** begin INFORMATION SHOWN **

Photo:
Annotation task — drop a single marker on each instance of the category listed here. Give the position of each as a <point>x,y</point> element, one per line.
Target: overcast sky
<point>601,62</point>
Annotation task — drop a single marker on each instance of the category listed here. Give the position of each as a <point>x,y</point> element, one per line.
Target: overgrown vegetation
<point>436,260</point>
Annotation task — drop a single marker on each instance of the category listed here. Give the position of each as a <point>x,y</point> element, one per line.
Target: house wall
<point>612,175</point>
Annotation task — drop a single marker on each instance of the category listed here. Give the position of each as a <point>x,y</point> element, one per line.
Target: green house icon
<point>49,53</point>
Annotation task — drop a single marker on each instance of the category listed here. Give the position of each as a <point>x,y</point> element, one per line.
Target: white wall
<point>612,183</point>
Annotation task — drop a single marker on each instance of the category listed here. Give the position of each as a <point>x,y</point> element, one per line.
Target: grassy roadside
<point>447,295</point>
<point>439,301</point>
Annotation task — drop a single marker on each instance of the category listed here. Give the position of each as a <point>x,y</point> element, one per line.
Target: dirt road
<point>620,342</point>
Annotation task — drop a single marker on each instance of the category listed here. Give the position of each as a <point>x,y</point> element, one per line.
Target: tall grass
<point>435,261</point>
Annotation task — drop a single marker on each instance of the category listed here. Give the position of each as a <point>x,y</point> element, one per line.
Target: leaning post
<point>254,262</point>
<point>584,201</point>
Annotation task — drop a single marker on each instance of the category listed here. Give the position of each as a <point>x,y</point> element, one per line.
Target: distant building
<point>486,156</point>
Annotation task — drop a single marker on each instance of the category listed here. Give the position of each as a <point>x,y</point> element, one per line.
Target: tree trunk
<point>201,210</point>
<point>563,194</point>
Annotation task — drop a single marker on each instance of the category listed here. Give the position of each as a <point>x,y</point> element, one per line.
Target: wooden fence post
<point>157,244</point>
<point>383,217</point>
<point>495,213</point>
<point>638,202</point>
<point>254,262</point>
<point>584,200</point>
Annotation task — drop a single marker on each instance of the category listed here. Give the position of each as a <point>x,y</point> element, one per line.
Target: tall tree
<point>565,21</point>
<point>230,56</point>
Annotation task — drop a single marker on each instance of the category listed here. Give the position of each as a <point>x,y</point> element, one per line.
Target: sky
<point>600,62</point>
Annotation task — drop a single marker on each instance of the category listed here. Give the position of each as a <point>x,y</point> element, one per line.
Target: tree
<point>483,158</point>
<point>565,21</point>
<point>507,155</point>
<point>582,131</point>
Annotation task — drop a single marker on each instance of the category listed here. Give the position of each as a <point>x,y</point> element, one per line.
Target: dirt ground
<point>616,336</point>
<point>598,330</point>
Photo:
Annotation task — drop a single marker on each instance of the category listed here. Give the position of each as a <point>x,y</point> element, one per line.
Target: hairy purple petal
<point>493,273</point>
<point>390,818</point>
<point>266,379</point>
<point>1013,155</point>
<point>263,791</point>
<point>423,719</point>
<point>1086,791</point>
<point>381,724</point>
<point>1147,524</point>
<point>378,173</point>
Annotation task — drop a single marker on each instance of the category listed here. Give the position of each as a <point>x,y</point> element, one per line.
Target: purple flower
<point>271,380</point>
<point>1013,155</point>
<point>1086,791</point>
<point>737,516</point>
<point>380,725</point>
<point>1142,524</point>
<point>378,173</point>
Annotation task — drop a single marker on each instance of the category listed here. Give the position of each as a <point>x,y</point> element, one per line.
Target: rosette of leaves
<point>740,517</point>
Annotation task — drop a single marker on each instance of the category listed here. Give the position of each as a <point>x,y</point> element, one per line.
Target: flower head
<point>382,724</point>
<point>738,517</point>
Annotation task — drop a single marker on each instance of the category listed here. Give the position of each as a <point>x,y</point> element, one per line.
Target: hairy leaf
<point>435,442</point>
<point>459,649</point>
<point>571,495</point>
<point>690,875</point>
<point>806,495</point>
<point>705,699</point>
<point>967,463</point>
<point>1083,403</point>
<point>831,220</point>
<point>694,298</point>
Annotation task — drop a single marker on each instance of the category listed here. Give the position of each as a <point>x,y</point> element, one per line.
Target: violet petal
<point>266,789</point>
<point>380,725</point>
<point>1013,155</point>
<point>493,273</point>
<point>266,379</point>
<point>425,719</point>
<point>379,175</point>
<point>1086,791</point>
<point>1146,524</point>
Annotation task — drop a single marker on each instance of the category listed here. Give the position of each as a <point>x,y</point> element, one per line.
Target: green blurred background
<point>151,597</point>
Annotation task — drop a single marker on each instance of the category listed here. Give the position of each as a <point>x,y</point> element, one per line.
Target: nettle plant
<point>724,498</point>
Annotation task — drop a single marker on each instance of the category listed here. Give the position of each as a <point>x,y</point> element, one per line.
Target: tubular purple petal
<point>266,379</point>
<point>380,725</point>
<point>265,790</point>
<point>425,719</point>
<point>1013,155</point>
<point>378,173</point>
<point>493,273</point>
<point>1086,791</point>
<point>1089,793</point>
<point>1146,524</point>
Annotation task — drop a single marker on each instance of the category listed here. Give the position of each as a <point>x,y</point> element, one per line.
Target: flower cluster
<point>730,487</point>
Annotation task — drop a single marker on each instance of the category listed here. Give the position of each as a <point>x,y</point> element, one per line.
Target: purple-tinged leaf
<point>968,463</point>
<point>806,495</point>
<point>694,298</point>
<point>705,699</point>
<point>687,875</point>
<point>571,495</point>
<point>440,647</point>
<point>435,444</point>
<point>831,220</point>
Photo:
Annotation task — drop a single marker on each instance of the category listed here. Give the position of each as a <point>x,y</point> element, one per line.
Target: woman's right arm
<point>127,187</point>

** end INFORMATION SHOWN **

- PROBLEM TO WORK ON -
Give the entries once more, exactly as they appear.

- RESULT FOR THIS TASK -
Photo:
Annotation task — drop a single marker on each instance of the category listed here. Give the position of each as a <point>x,y</point> element, one per line.
Target: overcast sky
<point>601,62</point>
Annotation task — drop a single marker on each instance of the category listed here. Give the position of each as a <point>x,y</point> element, one per line.
Target: overgrown vegetation
<point>436,260</point>
Annotation task — drop a single marker on each instance of the category listed here. Give the position of each as a <point>x,y</point> element, one per line.
Target: house wall
<point>612,175</point>
Annotation task — drop a single marker on each instance of the category listed here. Give the position of each as a <point>x,y</point> element, one per line.
Target: green house icon
<point>49,53</point>
Annotation task — drop a single marker on each instance of the category listed here. Give the position of each as a <point>x,y</point> element, one per line.
Target: white wall
<point>612,183</point>
Annotation task — drop a single marker on each instance of the category listed here. Give the position of each as a <point>x,y</point> element, one per line.
Target: grassy roadside
<point>447,295</point>
<point>439,301</point>
Annotation task — drop a single marker on each instance of the category listed here. Give the position of each as a <point>x,y</point> element, one per line.
Target: dirt road
<point>620,342</point>
Annotation task — drop a single marker on each instance of the category listed here. Give the position of each as a <point>x,y</point> element, one per line.
Target: tall grass
<point>435,261</point>
Annotation task — drop a single marker on each instance of the category listed here. Give the position of each as a <point>x,y</point> element, one per line.
Target: leaning post
<point>254,262</point>
<point>584,201</point>
Annotation task — drop a single marker on each instance of the category listed here. Give the position of each as a <point>x,y</point> element, one per line.
Target: distant building
<point>486,156</point>
Annotation task — drop a single marker on each instance of the category listed here. Give the position of each as a <point>x,y</point> element, one per line.
Target: tree trunk
<point>201,210</point>
<point>563,194</point>
Annotation task — drop a single marker on each instance of the category listed here. Give the position of each as a <point>x,y</point> element, one per line.
Target: wooden fence post
<point>157,244</point>
<point>383,217</point>
<point>495,213</point>
<point>638,202</point>
<point>254,262</point>
<point>584,200</point>
Annotation task — drop a single marker on each instance of the category listed here. Give the position of each as a <point>x,y</point> element, one per line.
Target: tall tree
<point>565,21</point>
<point>230,56</point>
Annotation task — drop a single marker on each instance of the category listed here. Give the position of each as a <point>x,y</point> element, one per line.
Target: sky
<point>600,62</point>
Annotation task — drop a single marker on each instance of the category listed here. Give the position of each as a <point>x,y</point> element, one per line.
Target: tree
<point>483,158</point>
<point>565,21</point>
<point>507,155</point>
<point>582,131</point>
Annotation task — drop a single marker on each instance of the category listed here. Give the position of each as a <point>x,y</point> element, one per line.
Target: dirt ground
<point>616,336</point>
<point>598,330</point>
Photo:
Annotation task — drop a single marker on each instance of the category listed here. Give the position of each as a <point>x,y</point> element, one per line.
Target: hairy purple petal
<point>493,273</point>
<point>390,818</point>
<point>266,379</point>
<point>1013,155</point>
<point>263,791</point>
<point>423,719</point>
<point>1086,791</point>
<point>381,724</point>
<point>1147,524</point>
<point>378,173</point>
Annotation task — drop a single marker on each instance of the category listed here. Give the position of each as a <point>x,y</point> element, one per line.
Target: purple flower
<point>271,380</point>
<point>1013,155</point>
<point>1086,791</point>
<point>737,516</point>
<point>380,725</point>
<point>1142,524</point>
<point>378,173</point>
Annotation task — drop a single marker on each instance of the category listed here. Give the position of each as a <point>x,y</point> element, one per line.
Target: rosette of leaves
<point>740,517</point>
Annotation task — drop a single marker on each instance of the category listed here. Give the position of each as a <point>x,y</point> element, one per line.
Target: flower head
<point>382,724</point>
<point>738,517</point>
Annotation task — drop a single marker on each instance of the category listed here. Give the position of each as a <point>x,y</point> element, one per line.
Target: hairy leaf
<point>435,442</point>
<point>459,649</point>
<point>571,495</point>
<point>690,875</point>
<point>806,495</point>
<point>705,699</point>
<point>967,463</point>
<point>1083,403</point>
<point>831,220</point>
<point>694,298</point>
Annotation task — drop a single marker on each instance of the category listed here. Give the position of each as a <point>x,y</point> element, one per line.
Target: violet petal
<point>266,789</point>
<point>380,725</point>
<point>1013,155</point>
<point>493,273</point>
<point>266,379</point>
<point>425,719</point>
<point>379,175</point>
<point>1086,791</point>
<point>1146,524</point>
Annotation task — drop a single marker on each instance of the category listed here. Give the position of each as a <point>x,y</point> element, one per line.
Target: green blurred background
<point>151,597</point>
Annotation task — drop a single marker on each instance of the category listed here. Give the position of each as a <point>x,y</point> element, one per line.
Target: nettle plant
<point>724,498</point>
Annotation task — drop a single marker on each instance of the category listed here. Give the position of each as a <point>x,y</point> element, one per line.
Target: tubular purple petal
<point>266,379</point>
<point>380,725</point>
<point>265,790</point>
<point>425,719</point>
<point>1013,155</point>
<point>378,173</point>
<point>493,273</point>
<point>1086,791</point>
<point>1089,793</point>
<point>1146,524</point>
Annotation task — drop a single marker on each instance of the category listed here. Give the position of each as a <point>x,y</point> element, one per line.
Target: flower cluster
<point>730,487</point>
Annotation task — drop a single marker on each instance of the category listed here. Give the position of each as a <point>x,y</point> element, one per line.
Target: purple-tinged leaf
<point>968,463</point>
<point>806,495</point>
<point>694,298</point>
<point>705,699</point>
<point>687,875</point>
<point>571,495</point>
<point>440,647</point>
<point>435,444</point>
<point>831,220</point>
Photo:
Annotation task — drop a single marker on each instance of the category listed here. Give the position of each as a <point>x,y</point> element, one per line.
Target: woman's right arm
<point>127,187</point>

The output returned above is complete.